[DATA start]

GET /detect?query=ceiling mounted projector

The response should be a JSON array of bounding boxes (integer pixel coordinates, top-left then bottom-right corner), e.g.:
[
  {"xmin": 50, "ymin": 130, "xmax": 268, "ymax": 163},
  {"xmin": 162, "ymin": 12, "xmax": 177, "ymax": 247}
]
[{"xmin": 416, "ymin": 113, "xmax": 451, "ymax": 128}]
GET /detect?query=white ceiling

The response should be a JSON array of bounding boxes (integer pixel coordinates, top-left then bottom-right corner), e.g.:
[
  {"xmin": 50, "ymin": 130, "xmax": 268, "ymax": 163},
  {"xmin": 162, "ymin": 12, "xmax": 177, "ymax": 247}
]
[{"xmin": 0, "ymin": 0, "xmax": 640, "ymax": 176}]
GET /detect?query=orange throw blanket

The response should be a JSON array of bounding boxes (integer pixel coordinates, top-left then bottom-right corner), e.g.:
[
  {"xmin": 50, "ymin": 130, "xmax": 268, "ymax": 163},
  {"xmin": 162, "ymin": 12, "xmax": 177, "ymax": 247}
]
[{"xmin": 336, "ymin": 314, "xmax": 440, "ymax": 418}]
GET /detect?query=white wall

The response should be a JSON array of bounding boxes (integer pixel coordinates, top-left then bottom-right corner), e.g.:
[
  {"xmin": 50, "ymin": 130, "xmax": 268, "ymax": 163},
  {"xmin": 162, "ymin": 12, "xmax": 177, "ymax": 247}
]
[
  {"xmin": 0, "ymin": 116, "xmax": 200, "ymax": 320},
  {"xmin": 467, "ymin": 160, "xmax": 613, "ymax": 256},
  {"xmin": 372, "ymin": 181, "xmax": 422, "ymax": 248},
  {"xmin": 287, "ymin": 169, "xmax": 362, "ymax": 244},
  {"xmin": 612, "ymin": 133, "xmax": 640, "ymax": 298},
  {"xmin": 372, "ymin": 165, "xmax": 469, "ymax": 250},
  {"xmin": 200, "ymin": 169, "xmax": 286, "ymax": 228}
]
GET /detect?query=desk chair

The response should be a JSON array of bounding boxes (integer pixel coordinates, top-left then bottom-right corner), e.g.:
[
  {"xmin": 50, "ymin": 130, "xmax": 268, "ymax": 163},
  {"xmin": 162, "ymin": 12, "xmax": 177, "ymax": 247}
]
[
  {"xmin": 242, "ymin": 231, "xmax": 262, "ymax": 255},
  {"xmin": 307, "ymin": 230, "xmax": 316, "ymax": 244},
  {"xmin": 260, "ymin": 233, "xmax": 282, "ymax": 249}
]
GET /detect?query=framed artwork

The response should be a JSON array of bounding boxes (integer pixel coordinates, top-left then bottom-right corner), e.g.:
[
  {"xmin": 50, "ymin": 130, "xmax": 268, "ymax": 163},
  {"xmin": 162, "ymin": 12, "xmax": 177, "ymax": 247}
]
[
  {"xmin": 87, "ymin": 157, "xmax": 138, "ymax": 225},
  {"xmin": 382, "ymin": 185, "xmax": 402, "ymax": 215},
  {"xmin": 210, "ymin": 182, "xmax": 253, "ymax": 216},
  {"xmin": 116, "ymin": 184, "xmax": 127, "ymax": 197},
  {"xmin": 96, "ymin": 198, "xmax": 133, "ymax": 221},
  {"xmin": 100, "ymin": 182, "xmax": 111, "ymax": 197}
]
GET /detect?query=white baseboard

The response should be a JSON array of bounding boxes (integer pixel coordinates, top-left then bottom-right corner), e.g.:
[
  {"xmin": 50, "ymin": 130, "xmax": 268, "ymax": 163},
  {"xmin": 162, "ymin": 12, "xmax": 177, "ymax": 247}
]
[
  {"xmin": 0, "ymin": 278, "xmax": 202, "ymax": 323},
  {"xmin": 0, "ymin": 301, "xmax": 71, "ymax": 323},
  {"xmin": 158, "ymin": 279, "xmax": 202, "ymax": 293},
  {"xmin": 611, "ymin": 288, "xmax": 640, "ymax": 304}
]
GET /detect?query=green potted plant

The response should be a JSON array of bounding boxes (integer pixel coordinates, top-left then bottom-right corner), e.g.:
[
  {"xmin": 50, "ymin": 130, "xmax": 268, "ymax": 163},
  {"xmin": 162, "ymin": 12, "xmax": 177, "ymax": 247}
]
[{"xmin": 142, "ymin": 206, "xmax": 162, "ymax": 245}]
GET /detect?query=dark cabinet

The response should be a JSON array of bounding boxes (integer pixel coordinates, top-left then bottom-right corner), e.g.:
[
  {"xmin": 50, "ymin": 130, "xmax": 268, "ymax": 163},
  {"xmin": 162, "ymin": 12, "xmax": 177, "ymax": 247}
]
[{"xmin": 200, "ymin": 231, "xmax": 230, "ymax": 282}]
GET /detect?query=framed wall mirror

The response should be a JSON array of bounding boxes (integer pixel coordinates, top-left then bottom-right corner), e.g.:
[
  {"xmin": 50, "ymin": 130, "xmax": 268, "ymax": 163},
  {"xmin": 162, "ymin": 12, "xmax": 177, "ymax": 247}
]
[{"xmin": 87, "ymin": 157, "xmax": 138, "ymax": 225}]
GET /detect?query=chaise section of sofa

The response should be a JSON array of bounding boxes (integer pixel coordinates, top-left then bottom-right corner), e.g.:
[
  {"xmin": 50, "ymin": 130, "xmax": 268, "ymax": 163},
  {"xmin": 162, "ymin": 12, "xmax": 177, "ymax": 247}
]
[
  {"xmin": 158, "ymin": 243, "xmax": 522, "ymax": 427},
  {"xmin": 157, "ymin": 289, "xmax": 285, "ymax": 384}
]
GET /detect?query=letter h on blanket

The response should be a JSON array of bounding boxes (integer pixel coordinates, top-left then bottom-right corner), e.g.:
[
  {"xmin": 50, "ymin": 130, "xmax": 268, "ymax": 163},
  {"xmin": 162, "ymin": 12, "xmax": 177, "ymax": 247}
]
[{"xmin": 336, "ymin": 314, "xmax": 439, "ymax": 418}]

[DATA end]

__TASK DESCRIPTION__
Please rescale the data from the line containing "GET /detect?query=dark cabinet" through the end of the data, writing out every line in full. Multiply each bounding-box coordinate in the answers by 2.15 and round to whole numbers, halves up, leaving all other numbers unchanged.

__OUTPUT FOR THIS TASK__
GET /detect?query=dark cabinet

The response should be a JSON array of bounding boxes (integer pixel coordinates, top-left then bottom-right corner), e.g.:
[
  {"xmin": 50, "ymin": 130, "xmax": 268, "ymax": 163},
  {"xmin": 162, "ymin": 12, "xmax": 177, "ymax": 247}
]
[{"xmin": 430, "ymin": 497, "xmax": 495, "ymax": 606}]
GET /detect?query=framed wall mirror

The response should be a JSON array of bounding boxes (integer pixel coordinates, top-left then bottom-right corner), e.g.:
[
  {"xmin": 50, "ymin": 130, "xmax": 268, "ymax": 163},
  {"xmin": 162, "ymin": 12, "xmax": 177, "ymax": 247}
]
[{"xmin": 187, "ymin": 338, "xmax": 297, "ymax": 484}]
GET /detect?query=chaise section of sofa

The response should be a JSON array of bounding boxes (integer pixel coordinates, top-left then bottom-right corner), e.g.:
[
  {"xmin": 50, "ymin": 130, "xmax": 268, "ymax": 163},
  {"xmin": 162, "ymin": 12, "xmax": 177, "ymax": 247}
]
[
  {"xmin": 340, "ymin": 522, "xmax": 1122, "ymax": 918},
  {"xmin": 338, "ymin": 621, "xmax": 613, "ymax": 826}
]
GET /detect?query=letter h on blanket

The response should be a JSON array of bounding boxes (integer pixel coordinates, top-left then bottom-right corner), e.g.:
[
  {"xmin": 50, "ymin": 130, "xmax": 268, "ymax": 163},
  {"xmin": 162, "ymin": 12, "xmax": 177, "ymax": 247}
]
[{"xmin": 722, "ymin": 675, "xmax": 944, "ymax": 899}]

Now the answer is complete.